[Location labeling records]
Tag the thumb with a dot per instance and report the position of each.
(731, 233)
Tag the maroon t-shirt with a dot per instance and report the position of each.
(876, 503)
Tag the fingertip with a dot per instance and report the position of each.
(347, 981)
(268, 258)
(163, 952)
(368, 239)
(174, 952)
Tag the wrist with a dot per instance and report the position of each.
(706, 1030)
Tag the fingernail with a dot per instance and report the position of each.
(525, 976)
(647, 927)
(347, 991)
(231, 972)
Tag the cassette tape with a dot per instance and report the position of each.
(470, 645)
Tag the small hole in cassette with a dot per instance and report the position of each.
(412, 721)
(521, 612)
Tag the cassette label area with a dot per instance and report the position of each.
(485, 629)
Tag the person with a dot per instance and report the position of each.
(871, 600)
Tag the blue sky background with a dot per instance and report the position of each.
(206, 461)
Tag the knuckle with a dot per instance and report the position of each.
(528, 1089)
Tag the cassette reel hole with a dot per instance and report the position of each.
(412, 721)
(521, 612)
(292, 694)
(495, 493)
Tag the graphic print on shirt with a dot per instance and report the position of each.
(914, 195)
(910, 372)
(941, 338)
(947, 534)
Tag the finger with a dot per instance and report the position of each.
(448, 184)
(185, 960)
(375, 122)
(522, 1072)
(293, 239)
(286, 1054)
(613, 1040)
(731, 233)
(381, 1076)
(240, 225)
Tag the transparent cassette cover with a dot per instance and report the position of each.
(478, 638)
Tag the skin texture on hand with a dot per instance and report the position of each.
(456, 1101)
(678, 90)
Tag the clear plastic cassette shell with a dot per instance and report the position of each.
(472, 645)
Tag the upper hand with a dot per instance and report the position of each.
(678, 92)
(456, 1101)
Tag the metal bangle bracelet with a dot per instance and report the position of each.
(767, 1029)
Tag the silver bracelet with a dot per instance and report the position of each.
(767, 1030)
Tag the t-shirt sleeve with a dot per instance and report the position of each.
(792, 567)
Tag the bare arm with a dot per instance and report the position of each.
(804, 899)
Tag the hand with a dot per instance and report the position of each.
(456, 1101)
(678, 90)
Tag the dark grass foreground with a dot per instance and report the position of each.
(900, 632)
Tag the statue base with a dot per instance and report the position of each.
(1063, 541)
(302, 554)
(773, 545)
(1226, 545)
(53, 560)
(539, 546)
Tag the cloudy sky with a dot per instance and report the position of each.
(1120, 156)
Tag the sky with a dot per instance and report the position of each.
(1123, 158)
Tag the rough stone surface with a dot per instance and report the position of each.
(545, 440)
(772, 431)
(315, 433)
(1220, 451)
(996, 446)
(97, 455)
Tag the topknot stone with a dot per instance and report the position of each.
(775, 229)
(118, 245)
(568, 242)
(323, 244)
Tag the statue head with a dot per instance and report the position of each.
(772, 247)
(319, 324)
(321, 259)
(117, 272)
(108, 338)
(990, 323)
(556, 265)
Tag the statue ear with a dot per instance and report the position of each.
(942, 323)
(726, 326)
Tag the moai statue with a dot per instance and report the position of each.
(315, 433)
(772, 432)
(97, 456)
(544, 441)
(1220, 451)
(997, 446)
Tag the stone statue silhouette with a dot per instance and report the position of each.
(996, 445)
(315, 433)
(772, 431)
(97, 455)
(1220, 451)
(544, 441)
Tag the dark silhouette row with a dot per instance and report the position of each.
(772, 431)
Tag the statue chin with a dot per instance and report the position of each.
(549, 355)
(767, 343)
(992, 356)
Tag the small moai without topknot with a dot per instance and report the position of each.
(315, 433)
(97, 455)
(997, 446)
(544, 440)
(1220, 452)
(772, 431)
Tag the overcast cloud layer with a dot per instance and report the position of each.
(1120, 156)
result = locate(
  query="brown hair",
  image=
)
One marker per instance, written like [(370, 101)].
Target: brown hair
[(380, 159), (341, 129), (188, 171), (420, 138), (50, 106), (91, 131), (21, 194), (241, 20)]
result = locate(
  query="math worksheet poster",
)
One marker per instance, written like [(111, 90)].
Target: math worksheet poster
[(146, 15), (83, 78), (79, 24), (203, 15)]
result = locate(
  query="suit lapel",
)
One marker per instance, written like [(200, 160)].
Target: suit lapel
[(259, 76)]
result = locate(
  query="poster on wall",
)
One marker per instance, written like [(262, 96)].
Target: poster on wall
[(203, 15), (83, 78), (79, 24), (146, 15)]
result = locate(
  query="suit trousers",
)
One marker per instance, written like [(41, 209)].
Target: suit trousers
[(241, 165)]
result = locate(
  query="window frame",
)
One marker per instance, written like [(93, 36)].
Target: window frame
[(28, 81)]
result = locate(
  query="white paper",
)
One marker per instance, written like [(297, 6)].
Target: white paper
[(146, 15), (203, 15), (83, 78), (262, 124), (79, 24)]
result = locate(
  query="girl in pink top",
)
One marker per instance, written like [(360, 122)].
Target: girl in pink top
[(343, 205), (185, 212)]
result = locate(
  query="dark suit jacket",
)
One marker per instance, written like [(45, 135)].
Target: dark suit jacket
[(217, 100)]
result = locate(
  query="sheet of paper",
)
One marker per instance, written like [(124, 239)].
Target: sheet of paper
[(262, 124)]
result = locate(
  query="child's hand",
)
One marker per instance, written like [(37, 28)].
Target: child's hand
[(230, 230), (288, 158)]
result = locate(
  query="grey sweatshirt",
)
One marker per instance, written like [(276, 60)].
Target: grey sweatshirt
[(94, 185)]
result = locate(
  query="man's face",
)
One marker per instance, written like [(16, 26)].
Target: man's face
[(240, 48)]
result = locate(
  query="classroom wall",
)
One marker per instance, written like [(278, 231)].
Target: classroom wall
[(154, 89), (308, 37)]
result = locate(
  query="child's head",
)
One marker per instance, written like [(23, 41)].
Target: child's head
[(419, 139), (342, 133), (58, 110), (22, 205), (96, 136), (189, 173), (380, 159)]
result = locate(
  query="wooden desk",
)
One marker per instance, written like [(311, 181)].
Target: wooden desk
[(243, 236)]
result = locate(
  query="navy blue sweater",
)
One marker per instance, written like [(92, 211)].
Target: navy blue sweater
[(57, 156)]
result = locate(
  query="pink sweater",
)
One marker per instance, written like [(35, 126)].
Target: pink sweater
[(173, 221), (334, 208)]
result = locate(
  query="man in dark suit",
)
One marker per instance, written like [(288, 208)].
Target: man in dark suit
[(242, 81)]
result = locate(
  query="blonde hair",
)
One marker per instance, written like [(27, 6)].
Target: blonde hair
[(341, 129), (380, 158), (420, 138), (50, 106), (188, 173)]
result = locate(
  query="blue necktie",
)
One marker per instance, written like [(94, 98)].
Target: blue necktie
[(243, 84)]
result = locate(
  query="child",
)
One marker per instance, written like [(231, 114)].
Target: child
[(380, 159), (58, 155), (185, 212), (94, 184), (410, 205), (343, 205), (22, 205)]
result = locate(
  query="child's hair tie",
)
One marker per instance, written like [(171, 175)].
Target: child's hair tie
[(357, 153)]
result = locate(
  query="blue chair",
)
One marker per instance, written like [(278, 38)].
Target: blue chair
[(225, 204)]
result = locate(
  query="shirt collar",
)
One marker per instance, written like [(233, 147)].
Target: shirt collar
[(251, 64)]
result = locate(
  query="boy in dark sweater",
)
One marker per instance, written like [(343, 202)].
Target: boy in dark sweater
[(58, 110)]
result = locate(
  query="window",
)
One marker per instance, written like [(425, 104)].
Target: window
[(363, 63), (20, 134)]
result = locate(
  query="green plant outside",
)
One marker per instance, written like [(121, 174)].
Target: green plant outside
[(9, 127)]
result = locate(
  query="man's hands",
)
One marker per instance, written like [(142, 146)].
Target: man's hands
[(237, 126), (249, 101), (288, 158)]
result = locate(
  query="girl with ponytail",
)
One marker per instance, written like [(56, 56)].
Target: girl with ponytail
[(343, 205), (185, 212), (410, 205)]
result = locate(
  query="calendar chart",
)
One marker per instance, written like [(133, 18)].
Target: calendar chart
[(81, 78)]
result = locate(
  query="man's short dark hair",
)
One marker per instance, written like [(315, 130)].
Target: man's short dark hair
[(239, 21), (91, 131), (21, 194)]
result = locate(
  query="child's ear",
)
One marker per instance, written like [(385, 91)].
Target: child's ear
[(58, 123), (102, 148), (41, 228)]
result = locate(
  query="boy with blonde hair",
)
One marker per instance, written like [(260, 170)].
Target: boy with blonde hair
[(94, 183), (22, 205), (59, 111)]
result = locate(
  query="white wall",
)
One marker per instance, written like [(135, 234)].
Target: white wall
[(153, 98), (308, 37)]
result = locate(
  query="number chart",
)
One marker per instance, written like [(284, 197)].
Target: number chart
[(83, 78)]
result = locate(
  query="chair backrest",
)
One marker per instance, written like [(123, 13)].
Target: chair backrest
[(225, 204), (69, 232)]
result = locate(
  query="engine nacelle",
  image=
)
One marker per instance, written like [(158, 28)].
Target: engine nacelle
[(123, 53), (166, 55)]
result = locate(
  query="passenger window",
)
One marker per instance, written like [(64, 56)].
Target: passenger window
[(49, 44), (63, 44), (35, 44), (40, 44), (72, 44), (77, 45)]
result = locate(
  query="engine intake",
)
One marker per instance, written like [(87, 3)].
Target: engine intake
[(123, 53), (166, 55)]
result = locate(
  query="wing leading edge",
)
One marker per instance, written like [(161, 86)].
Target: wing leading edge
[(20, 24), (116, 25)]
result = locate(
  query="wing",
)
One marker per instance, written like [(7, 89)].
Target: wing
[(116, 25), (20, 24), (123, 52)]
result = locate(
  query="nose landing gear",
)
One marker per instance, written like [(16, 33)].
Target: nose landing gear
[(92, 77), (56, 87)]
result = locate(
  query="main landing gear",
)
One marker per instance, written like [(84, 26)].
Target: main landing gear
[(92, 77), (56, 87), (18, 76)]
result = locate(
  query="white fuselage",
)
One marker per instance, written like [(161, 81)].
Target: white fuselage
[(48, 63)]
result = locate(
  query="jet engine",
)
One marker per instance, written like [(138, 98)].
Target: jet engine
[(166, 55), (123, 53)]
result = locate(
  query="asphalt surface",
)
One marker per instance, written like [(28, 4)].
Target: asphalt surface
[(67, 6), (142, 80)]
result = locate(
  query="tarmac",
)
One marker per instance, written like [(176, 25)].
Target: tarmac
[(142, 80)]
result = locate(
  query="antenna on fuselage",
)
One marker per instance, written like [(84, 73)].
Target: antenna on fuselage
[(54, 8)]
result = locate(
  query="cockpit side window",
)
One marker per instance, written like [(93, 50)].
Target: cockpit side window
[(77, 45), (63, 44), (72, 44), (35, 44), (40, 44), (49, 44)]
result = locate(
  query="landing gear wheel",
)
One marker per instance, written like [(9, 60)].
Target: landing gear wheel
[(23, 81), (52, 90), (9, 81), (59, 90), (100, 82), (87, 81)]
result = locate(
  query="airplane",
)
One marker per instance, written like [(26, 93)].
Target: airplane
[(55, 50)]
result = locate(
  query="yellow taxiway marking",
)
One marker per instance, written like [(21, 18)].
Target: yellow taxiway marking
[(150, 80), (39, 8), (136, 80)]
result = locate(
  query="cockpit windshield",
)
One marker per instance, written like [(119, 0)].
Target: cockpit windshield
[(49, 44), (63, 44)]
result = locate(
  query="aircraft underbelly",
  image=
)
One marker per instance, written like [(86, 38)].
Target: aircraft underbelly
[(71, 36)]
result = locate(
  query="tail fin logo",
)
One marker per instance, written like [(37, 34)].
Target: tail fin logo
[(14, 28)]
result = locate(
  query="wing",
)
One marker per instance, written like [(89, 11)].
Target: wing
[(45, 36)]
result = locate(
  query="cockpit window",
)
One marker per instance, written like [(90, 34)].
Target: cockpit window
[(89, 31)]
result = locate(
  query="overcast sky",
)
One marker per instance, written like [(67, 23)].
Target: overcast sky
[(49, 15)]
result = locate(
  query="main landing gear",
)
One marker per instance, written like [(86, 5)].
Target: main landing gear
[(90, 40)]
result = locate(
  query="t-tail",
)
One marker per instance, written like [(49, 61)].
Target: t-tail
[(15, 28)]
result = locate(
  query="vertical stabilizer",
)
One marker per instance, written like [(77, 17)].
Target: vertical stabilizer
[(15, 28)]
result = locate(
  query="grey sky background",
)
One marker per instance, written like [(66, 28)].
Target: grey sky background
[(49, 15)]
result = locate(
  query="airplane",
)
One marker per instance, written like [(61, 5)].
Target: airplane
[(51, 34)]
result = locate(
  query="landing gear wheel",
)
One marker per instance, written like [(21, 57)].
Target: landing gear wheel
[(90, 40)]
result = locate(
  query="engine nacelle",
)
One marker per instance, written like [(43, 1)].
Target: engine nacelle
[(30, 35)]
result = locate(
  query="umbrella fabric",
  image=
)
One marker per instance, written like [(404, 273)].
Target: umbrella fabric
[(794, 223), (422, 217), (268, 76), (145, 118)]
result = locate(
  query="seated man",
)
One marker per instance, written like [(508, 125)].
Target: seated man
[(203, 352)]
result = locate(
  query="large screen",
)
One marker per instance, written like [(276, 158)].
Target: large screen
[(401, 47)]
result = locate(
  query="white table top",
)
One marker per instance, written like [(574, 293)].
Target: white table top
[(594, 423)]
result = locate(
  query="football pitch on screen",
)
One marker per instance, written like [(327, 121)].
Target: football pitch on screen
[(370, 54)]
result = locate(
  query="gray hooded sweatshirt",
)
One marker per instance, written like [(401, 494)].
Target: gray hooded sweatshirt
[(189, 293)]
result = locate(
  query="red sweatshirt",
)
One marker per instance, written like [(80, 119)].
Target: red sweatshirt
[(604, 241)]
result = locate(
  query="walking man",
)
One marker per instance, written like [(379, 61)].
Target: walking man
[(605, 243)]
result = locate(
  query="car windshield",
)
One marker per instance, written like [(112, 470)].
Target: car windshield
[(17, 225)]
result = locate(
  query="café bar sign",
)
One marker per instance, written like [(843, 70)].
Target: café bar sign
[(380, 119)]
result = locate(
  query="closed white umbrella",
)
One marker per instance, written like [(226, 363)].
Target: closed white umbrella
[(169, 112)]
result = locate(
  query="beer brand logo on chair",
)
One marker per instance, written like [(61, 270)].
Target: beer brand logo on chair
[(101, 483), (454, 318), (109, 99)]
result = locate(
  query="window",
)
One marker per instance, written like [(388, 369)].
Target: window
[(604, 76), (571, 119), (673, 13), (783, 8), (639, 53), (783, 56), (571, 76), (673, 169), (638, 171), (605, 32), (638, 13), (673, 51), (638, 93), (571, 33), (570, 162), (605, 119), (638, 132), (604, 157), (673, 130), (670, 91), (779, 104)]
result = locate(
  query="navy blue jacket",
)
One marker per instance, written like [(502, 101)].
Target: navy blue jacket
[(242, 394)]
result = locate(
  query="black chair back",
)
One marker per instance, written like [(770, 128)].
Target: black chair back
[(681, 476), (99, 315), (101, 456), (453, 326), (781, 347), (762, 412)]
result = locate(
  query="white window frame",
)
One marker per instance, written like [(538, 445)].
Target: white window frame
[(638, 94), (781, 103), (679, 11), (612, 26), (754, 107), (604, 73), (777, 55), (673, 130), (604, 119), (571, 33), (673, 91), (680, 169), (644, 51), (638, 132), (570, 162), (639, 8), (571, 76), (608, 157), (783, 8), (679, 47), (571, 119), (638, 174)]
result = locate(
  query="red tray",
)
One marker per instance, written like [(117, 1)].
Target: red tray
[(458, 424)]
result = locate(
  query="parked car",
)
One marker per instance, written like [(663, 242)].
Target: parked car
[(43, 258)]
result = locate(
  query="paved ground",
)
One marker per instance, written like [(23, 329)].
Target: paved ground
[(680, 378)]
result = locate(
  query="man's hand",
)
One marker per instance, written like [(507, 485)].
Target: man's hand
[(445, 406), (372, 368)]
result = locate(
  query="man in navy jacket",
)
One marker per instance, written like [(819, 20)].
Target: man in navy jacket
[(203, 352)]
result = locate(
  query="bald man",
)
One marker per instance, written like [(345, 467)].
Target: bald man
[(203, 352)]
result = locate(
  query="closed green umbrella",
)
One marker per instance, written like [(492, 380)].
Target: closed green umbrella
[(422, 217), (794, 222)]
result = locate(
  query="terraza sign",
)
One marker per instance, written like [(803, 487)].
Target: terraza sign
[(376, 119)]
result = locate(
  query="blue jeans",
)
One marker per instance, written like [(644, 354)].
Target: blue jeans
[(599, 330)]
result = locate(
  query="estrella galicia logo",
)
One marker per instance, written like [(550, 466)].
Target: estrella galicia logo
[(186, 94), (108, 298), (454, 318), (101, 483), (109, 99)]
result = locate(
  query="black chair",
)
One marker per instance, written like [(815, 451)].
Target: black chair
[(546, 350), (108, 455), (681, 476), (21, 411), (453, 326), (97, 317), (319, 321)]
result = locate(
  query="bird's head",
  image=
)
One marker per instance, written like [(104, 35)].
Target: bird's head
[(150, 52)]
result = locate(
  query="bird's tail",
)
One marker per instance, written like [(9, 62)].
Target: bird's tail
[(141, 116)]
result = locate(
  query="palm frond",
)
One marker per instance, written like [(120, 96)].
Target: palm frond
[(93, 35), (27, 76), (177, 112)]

● **Task to carry out**
Pick out and copy every line of the material above that contains the word "nose". Case counts.

● **Expected output**
  query="nose landing gear",
Target: nose landing gear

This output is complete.